Source data
++++++++++
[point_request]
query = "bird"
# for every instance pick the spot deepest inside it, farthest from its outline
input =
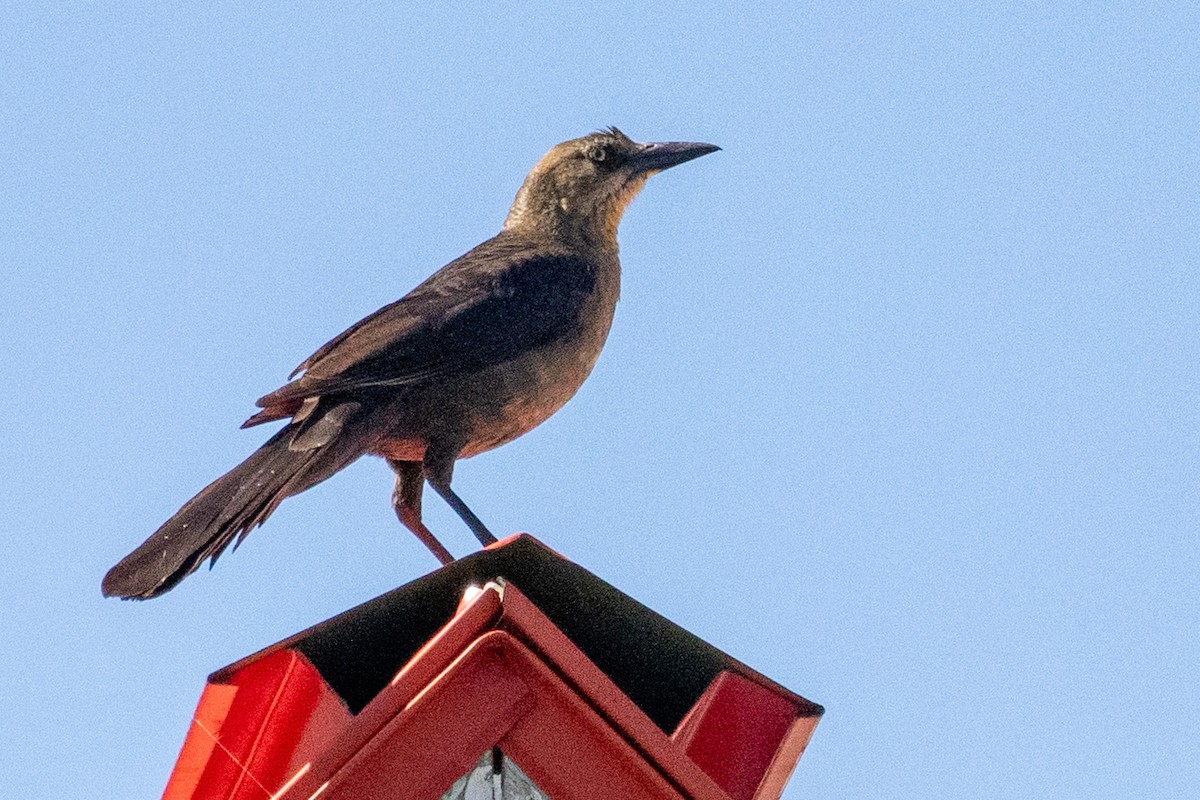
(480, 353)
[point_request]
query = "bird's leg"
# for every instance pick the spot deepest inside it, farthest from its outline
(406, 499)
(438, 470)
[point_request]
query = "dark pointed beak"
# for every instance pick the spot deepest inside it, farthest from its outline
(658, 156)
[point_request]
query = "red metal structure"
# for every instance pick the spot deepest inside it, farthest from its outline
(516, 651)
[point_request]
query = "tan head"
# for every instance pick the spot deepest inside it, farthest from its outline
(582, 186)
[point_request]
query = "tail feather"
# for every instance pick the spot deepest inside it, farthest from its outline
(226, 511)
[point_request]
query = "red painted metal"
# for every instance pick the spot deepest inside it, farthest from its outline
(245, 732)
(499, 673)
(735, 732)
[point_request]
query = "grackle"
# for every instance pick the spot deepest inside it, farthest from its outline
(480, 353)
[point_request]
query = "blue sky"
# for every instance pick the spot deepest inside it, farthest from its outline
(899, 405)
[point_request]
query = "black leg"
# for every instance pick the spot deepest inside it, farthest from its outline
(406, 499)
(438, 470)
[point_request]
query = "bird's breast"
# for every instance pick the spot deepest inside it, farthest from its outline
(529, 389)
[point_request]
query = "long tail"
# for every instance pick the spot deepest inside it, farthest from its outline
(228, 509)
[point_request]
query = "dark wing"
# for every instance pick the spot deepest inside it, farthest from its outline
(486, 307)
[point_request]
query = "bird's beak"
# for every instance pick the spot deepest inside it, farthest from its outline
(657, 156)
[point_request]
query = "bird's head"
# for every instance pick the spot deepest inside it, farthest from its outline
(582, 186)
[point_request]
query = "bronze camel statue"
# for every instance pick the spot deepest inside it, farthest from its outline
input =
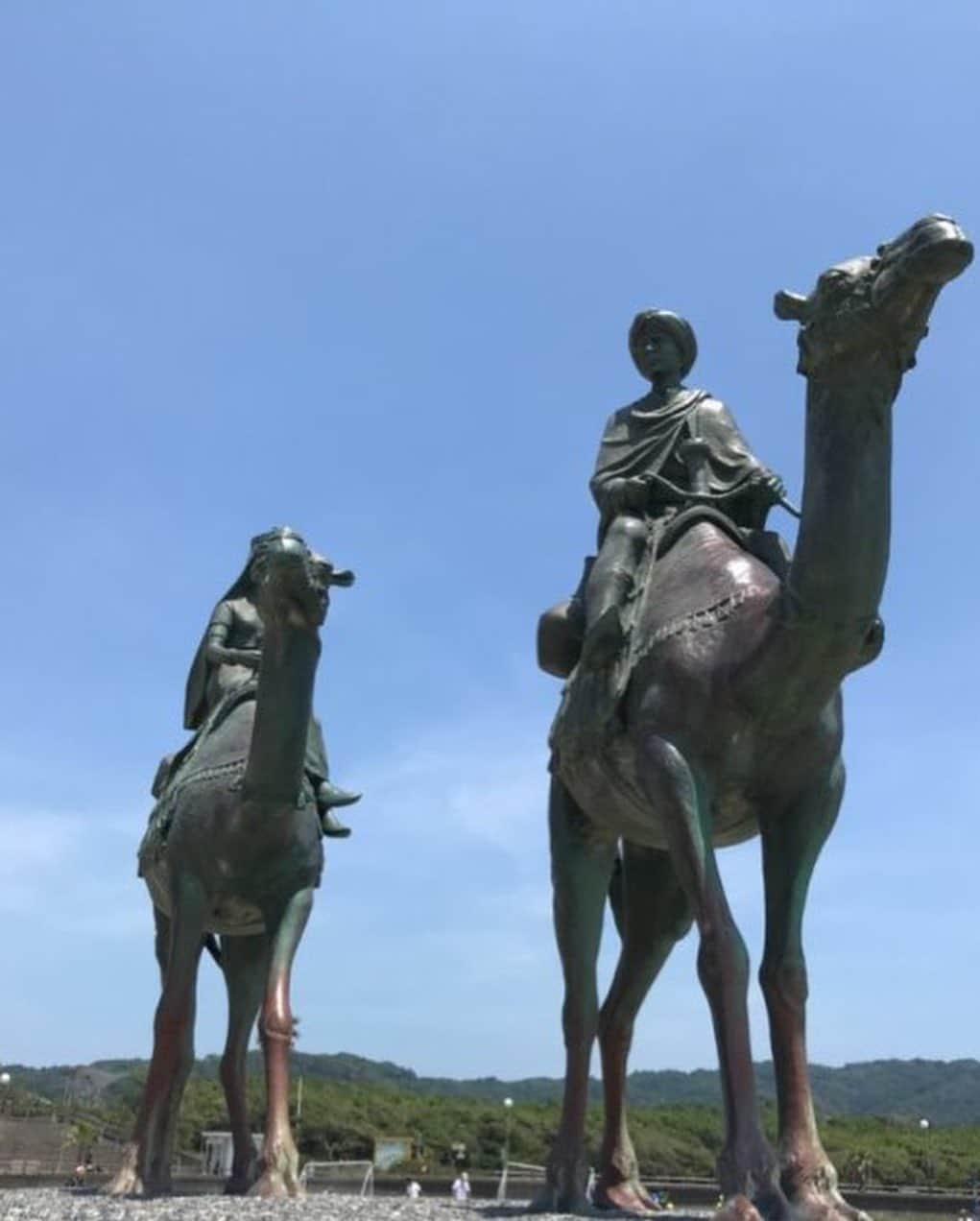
++++++++++
**SHORT EXERCISE:** Please find every line above that contains the word "metal" and copy each one.

**ANSWER TO THE TASK:**
query = "red metal structure"
query = "red painted metal"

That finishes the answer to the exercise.